EXCERTO PARA LER ->
= = = = = = =

03 jul, 2015 • José Pedro Frazão

Pedro Santana Lopes e António Vitorino ensaiam análises sobre as razões que levaram à situação actual da Grécia. Com bancos fechados, em incumprimento face ao FMI e à beira de um referendo que decide a adesão às propostas dos credores.

Grécia e o euro. Uma crise que aconteceu de propósito?
Pedro Santana Lopes e António Vitorino ensaiam análises sobre as razões que levaram à situação actual da Grécia. Com bancos fechados, em incumprimento face ao FMI e à beira de um referendo que decide a adesão às propostas dos credores.
"Tudo isto é estranho e nada disto é fado." A expressão é de Pedro Santana Lopes, que considera que a situação que se vive na Grécia é de difícil compreensão e terá consequências na própria credibilidade da União Europeia.

"Nós, povos das Europa, não estamos livres de nos aparecer um governo mais ou menos errático, para utilizar um termo simpático, ou insólito, mais ou menos populista, que se ponha a utilizar estas armas institucionais", diz o antigo primeiro-ministro, numa referência ao referendo agendado para o próximo domingo.

No Fora da Caixa da Renascença (para ouvir esta sexta-feira, depois das 23h00), o antigo primeiro-ministro lembra que esta não é a primeira crise da União, nem sequer a primeira desencadeada pela realização de um referendo sobre temas europeus.

"Apesar de tudo, houve sempre os tais acordos de cavalheiros ou de senhoras, as coisas passaram-se sempre dentro da conduta democrática e própria dos nossos sistemas políticos. Aqui, como poderia dizer o senhor Renzi, é o 'casino', a confusão total. É o caos e a anarquia no relacionamento entre instituições", sustenta Santana.
 
Merkel não quis tratar do assunto
Como aqui chegámos? António Vitorino avança duas chaves de leitura para o impasse que se vive no processo grego.

"Primeiro, chegámos aqui pela táctica negocial grega. Errante, de tentativa e erro, muito ziguezagueante. No fim-de-semana passado, era mesmo altamente contraditória, saindo da mesa, anunciando um referendo e depois escrevendo uma carta em que estão dispostos a fazer um acordo e a não fazer um referendo. Este tipo de hesitação revela que a situação interna na Grécia, dentro do Governo e do Syriza, deve ser caótica", argumenta o antigo comissário europeu.

Mas, também do lado europeu, houve algo que mudou em relação às negociações anteriores, sustenta Vitorino.

"Anteriormente, esta questão foi sempre tratada ao nível de chefes de Estado e de Governo. Desta vez, houve uma espécie de relutância dos chefes de Estado e de Governo – leia-se da senhora Merkel, de ser ela mesmo a tratar directamente o assunto para fechar um acordo, remetendo as responsabilidades para os ministros das Finanças."

= = = = = = =

LINHAS GUARDADAS ->

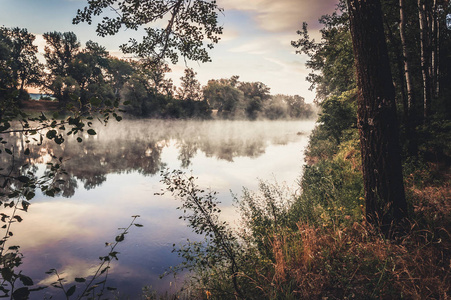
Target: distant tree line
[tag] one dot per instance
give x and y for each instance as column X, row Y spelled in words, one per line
column 82, row 76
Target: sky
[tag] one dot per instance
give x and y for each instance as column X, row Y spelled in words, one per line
column 255, row 45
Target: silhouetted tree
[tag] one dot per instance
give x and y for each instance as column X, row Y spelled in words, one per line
column 378, row 128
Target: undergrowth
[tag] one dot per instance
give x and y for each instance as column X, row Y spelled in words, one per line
column 318, row 245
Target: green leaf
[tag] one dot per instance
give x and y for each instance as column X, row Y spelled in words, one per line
column 21, row 294
column 26, row 280
column 71, row 291
column 23, row 179
column 120, row 238
column 51, row 134
column 95, row 101
column 30, row 195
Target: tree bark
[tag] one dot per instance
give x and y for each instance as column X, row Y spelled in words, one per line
column 426, row 57
column 407, row 73
column 377, row 121
column 410, row 111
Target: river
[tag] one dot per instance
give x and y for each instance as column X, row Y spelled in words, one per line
column 116, row 173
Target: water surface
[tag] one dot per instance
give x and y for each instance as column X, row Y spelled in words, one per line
column 115, row 174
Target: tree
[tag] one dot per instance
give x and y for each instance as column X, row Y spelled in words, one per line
column 189, row 24
column 19, row 60
column 330, row 60
column 60, row 50
column 190, row 87
column 377, row 123
column 223, row 96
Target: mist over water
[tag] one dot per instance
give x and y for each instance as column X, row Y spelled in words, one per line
column 115, row 174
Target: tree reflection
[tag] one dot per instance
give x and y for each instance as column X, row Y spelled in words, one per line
column 137, row 146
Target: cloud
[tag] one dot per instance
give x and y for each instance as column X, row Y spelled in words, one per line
column 282, row 15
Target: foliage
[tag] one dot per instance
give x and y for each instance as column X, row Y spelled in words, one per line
column 233, row 99
column 190, row 87
column 19, row 66
column 94, row 286
column 331, row 60
column 190, row 23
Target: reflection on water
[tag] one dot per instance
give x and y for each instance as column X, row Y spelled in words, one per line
column 110, row 177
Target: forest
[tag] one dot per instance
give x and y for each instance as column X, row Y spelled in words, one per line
column 77, row 76
column 373, row 219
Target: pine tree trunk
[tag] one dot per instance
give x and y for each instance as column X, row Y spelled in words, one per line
column 377, row 121
column 426, row 65
column 407, row 73
column 410, row 114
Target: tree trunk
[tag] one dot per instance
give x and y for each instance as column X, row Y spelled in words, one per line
column 407, row 73
column 410, row 114
column 378, row 127
column 435, row 50
column 426, row 65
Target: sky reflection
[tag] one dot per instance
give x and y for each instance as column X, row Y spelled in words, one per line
column 115, row 175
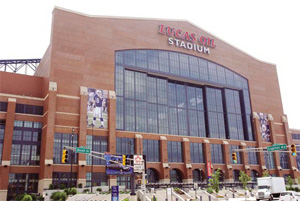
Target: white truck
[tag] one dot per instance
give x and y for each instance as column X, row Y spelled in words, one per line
column 269, row 187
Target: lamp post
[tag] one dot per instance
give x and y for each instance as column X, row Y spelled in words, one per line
column 92, row 159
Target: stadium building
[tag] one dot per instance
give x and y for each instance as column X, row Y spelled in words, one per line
column 163, row 88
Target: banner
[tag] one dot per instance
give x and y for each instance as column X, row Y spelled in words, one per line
column 264, row 127
column 118, row 168
column 97, row 107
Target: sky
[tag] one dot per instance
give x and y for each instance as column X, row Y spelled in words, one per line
column 266, row 29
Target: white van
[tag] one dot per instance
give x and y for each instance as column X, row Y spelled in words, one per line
column 289, row 196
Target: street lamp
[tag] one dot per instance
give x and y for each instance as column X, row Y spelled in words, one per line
column 73, row 130
column 92, row 159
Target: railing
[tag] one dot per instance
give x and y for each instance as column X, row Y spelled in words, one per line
column 201, row 185
column 22, row 66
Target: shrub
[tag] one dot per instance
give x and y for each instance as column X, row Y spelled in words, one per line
column 214, row 181
column 59, row 196
column 20, row 197
column 209, row 190
column 27, row 198
column 34, row 197
column 70, row 191
column 62, row 186
column 40, row 198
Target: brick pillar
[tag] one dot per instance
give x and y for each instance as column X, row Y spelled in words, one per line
column 112, row 130
column 274, row 141
column 207, row 154
column 227, row 158
column 165, row 168
column 81, row 174
column 7, row 143
column 259, row 142
column 46, row 161
column 187, row 160
column 291, row 159
column 244, row 158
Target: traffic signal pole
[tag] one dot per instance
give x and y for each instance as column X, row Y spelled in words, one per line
column 101, row 156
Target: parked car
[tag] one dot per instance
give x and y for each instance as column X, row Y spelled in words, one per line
column 269, row 188
column 289, row 196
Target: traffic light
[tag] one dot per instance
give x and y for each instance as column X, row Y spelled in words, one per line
column 234, row 158
column 124, row 160
column 64, row 158
column 294, row 150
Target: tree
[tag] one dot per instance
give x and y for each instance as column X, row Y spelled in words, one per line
column 244, row 178
column 290, row 181
column 265, row 173
column 214, row 181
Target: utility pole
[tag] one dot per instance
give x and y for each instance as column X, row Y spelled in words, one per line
column 92, row 159
column 73, row 130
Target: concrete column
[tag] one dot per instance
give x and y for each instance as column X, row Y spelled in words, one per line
column 227, row 158
column 187, row 160
column 81, row 174
column 46, row 161
column 138, row 144
column 207, row 153
column 7, row 143
column 165, row 168
column 292, row 159
column 259, row 141
column 274, row 141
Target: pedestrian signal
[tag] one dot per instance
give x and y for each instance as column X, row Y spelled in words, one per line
column 234, row 158
column 124, row 159
column 64, row 158
column 294, row 150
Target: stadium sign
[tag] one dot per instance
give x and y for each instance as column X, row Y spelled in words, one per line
column 184, row 39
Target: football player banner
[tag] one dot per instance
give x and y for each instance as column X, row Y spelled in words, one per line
column 97, row 106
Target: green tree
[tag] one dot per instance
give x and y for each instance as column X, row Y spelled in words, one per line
column 244, row 178
column 290, row 181
column 265, row 173
column 214, row 181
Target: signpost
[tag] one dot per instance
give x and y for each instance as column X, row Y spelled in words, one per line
column 115, row 193
column 83, row 150
column 276, row 147
column 138, row 163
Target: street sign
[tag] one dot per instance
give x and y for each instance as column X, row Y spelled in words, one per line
column 138, row 163
column 138, row 159
column 276, row 147
column 115, row 193
column 107, row 158
column 83, row 150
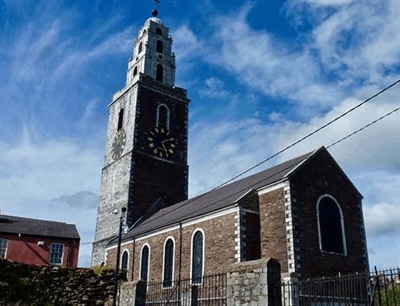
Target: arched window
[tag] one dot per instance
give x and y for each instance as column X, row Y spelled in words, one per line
column 3, row 247
column 124, row 260
column 159, row 73
column 120, row 119
column 330, row 225
column 168, row 263
column 197, row 257
column 159, row 46
column 163, row 116
column 144, row 263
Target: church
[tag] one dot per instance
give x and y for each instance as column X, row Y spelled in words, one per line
column 305, row 213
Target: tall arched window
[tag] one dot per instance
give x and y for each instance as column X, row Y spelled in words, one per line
column 124, row 260
column 144, row 263
column 163, row 116
column 168, row 263
column 197, row 257
column 120, row 119
column 159, row 73
column 3, row 247
column 159, row 46
column 330, row 225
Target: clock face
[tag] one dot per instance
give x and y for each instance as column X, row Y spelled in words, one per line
column 118, row 144
column 161, row 143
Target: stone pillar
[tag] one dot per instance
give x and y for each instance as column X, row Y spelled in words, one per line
column 247, row 283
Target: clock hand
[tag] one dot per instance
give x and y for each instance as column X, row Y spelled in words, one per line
column 169, row 139
column 166, row 152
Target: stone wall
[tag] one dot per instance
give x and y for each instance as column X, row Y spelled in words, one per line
column 22, row 284
column 220, row 248
column 252, row 283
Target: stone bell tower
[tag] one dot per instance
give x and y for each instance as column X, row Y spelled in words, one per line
column 146, row 147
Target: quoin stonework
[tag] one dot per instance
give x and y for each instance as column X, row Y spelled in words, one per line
column 305, row 213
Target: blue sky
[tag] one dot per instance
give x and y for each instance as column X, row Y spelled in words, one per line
column 260, row 74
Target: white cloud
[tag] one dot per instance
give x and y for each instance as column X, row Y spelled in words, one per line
column 382, row 219
column 40, row 178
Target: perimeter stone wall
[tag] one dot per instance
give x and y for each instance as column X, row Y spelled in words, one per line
column 247, row 283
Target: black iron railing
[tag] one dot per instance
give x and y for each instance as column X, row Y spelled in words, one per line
column 379, row 288
column 210, row 290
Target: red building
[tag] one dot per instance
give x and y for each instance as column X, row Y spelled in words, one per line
column 39, row 242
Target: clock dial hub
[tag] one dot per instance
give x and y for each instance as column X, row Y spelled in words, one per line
column 118, row 144
column 161, row 143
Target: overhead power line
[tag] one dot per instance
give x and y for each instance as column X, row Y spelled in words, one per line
column 295, row 143
column 309, row 135
column 363, row 128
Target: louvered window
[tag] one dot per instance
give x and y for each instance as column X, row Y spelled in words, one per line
column 163, row 116
column 124, row 261
column 159, row 73
column 159, row 46
column 120, row 119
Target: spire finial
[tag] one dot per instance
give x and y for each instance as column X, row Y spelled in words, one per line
column 154, row 12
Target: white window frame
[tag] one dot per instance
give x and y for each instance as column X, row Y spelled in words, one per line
column 3, row 246
column 122, row 256
column 173, row 262
column 326, row 195
column 158, row 115
column 51, row 252
column 148, row 263
column 191, row 255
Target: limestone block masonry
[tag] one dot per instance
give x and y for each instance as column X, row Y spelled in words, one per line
column 247, row 283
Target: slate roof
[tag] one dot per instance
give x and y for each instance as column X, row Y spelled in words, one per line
column 34, row 227
column 216, row 199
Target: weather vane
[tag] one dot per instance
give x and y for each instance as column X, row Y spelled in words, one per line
column 155, row 10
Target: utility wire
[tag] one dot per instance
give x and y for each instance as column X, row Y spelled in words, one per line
column 363, row 128
column 290, row 146
column 308, row 135
column 281, row 171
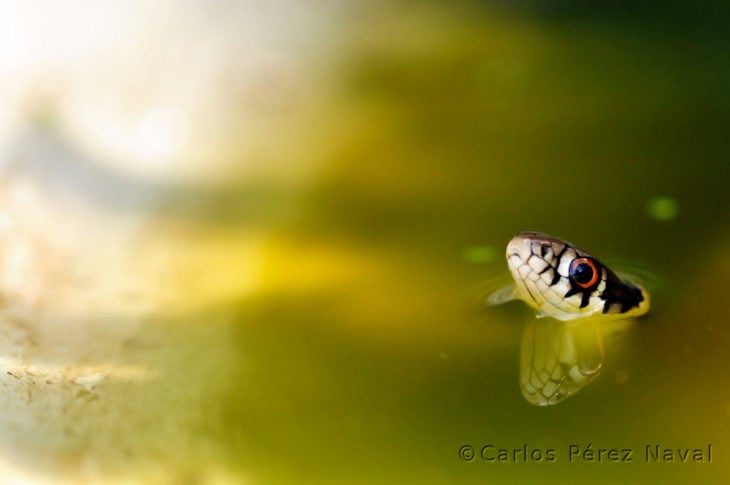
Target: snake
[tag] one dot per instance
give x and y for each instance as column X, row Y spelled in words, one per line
column 562, row 354
column 565, row 282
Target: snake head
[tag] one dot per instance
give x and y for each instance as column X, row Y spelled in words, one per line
column 565, row 282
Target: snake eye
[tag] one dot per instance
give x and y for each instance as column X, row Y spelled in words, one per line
column 584, row 272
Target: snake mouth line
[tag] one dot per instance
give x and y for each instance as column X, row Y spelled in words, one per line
column 565, row 282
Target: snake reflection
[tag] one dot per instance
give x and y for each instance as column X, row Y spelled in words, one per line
column 563, row 353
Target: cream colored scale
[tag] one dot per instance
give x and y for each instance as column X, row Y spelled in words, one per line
column 562, row 354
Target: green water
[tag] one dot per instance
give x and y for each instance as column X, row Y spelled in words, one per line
column 333, row 327
column 451, row 132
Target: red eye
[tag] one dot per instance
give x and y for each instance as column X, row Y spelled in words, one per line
column 584, row 272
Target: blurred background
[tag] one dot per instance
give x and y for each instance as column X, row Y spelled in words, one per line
column 249, row 242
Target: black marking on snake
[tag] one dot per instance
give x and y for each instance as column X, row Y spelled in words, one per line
column 543, row 250
column 617, row 292
column 559, row 257
column 556, row 277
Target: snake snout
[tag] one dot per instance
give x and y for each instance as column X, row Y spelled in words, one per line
column 520, row 245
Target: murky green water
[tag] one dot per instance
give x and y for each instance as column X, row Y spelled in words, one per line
column 456, row 130
column 329, row 322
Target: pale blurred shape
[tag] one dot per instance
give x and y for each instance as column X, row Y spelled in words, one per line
column 662, row 208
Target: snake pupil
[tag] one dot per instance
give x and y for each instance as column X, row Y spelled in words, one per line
column 583, row 273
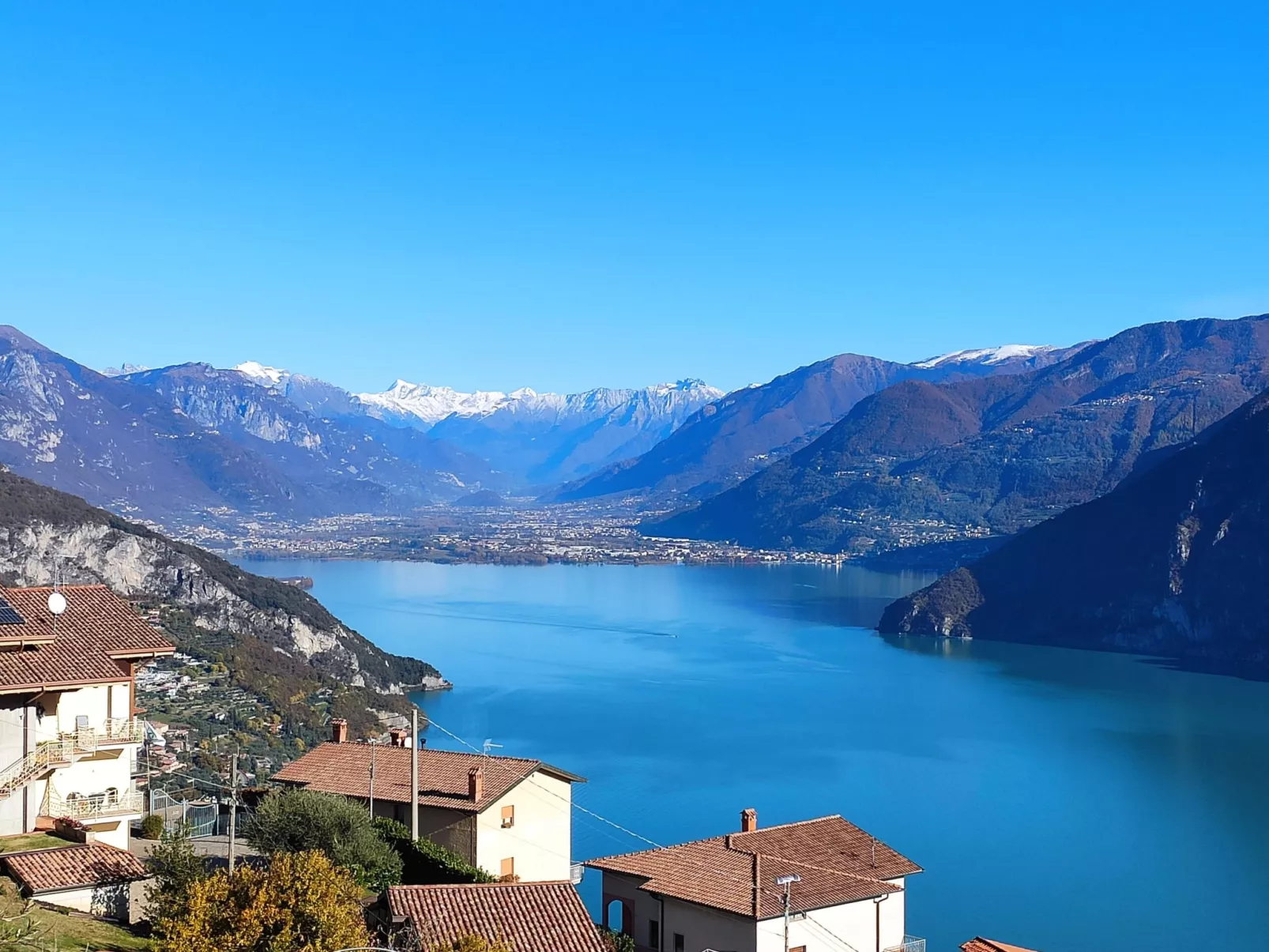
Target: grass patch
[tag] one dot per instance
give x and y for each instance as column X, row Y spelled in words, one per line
column 32, row 841
column 62, row 931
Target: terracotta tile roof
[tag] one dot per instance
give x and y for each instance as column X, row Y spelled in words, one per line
column 67, row 867
column 838, row 864
column 345, row 768
column 981, row 945
column 93, row 638
column 531, row 916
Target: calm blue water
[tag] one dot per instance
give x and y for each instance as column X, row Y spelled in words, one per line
column 1064, row 800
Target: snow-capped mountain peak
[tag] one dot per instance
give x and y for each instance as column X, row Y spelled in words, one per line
column 261, row 374
column 988, row 356
column 424, row 404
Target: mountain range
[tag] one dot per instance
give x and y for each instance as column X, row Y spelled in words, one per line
column 747, row 429
column 546, row 438
column 1172, row 563
column 995, row 453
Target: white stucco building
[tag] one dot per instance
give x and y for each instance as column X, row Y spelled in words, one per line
column 508, row 815
column 728, row 894
column 69, row 732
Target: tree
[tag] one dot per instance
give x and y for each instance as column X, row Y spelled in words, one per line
column 175, row 867
column 425, row 864
column 301, row 903
column 299, row 820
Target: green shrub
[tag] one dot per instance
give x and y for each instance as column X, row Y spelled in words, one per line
column 151, row 826
column 427, row 864
column 301, row 820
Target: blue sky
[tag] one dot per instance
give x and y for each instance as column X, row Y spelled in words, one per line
column 571, row 194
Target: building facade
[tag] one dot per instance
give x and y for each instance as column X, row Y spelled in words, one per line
column 825, row 884
column 512, row 816
column 69, row 728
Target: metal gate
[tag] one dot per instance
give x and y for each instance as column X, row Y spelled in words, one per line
column 198, row 815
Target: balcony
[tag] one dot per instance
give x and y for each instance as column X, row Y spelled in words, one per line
column 96, row 807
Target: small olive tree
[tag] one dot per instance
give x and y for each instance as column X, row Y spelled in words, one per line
column 299, row 820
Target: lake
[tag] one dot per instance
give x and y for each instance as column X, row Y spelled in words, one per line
column 1069, row 801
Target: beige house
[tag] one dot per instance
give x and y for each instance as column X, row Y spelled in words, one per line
column 93, row 879
column 69, row 732
column 508, row 815
column 830, row 885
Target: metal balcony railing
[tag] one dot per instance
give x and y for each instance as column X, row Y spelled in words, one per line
column 96, row 805
column 122, row 730
column 37, row 763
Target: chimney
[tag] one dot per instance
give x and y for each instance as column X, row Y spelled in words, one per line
column 339, row 730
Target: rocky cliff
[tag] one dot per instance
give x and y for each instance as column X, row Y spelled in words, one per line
column 1172, row 564
column 43, row 531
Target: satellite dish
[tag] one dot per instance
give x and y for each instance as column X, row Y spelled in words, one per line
column 56, row 602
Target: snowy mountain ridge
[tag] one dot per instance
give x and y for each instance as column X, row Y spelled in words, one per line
column 423, row 405
column 988, row 356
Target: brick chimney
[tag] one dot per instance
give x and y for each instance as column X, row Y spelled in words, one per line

= = = = = = =

ENUNCIADO A -> Indique, por favor, todas as pessoas referidas pelo nome no excerto.
ENUNCIADO B -> Que cargo ocupou António Vitorino, segundo o excerto?

RESPOSTA A -> José Pedro Frazão, Pedro Santana Lopes, António Vitorino, Renzi, Merkel

RESPOSTA B -> Foi comissário europeu.